Aim of the exercise: Count the lines below that contain the string "mimosa", treating uppercase and lowercase as different. Reply with the number only.
▼
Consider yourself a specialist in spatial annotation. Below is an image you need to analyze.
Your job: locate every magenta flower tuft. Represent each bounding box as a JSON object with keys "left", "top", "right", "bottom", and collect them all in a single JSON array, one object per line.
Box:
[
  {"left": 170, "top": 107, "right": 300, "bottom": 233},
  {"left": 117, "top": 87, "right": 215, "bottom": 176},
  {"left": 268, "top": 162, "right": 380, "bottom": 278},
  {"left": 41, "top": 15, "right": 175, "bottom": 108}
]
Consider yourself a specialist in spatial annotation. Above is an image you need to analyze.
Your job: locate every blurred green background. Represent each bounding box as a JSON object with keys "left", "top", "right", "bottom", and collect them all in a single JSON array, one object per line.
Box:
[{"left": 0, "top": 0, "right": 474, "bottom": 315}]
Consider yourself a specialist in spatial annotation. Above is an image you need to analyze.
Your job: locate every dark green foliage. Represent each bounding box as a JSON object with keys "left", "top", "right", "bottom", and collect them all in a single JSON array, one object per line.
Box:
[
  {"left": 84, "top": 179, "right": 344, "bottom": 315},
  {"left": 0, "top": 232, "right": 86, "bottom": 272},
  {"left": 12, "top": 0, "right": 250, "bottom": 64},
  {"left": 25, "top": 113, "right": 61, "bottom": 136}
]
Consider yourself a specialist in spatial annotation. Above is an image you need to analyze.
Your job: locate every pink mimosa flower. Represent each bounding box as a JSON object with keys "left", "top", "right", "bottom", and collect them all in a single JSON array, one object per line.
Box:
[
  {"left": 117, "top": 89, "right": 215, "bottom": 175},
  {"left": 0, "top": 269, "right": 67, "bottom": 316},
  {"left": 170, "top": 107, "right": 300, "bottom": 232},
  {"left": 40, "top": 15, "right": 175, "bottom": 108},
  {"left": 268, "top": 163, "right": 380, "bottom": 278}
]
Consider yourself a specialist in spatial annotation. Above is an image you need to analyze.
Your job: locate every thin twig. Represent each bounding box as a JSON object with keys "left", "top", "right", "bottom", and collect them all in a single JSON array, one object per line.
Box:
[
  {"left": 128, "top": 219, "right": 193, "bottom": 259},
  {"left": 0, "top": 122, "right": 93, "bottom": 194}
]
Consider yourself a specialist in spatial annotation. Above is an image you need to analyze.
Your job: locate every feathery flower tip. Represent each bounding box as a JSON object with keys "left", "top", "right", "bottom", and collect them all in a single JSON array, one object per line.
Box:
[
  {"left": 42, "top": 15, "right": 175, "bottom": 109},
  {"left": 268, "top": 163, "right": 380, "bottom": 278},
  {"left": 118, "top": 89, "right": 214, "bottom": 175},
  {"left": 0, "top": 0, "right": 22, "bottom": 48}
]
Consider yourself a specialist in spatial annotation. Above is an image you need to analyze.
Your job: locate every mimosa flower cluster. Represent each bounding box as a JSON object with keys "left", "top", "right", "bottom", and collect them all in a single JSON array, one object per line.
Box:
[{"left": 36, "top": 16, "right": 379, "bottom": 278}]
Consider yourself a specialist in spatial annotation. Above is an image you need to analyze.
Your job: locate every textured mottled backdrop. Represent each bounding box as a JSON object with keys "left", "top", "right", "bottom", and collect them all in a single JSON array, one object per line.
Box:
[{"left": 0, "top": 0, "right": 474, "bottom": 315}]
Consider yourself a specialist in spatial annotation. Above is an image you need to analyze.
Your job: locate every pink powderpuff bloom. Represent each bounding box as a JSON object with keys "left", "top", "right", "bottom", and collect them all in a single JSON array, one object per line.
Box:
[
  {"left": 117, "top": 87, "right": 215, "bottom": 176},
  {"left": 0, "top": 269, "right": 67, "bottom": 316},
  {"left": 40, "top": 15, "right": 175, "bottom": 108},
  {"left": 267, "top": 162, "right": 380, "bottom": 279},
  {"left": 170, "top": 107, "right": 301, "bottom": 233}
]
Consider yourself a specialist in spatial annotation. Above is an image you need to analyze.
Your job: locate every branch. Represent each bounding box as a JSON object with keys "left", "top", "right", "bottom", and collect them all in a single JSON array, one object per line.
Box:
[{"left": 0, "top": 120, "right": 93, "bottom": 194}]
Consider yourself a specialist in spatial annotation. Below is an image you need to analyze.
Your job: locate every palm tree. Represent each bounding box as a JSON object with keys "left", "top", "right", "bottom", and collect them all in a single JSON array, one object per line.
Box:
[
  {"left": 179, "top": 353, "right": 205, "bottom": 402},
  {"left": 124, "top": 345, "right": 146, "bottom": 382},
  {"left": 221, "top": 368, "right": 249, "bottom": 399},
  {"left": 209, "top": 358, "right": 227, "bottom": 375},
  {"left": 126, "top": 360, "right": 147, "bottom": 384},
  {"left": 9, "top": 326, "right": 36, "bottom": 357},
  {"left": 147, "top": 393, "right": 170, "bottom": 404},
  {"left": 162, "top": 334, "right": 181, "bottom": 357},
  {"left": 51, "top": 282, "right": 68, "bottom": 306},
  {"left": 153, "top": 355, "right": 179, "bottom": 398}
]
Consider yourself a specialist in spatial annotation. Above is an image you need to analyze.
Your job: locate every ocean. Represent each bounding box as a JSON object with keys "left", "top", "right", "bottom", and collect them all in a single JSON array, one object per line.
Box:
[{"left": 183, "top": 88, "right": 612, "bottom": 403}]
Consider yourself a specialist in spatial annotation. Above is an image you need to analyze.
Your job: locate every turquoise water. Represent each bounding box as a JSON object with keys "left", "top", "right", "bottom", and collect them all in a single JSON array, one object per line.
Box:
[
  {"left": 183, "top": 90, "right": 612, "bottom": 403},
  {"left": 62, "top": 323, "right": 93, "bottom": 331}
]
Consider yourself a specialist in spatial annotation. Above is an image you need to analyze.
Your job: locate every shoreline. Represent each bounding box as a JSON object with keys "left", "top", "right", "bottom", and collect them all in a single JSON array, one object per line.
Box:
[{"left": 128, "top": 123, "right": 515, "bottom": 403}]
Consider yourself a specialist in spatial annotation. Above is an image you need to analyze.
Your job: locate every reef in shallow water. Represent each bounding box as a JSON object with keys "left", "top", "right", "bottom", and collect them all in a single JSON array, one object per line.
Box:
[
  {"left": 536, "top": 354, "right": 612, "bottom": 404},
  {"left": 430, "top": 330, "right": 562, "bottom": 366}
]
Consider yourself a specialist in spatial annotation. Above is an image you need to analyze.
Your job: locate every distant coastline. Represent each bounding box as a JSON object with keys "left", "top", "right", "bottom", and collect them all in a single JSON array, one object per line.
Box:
▲
Exercise solution: 2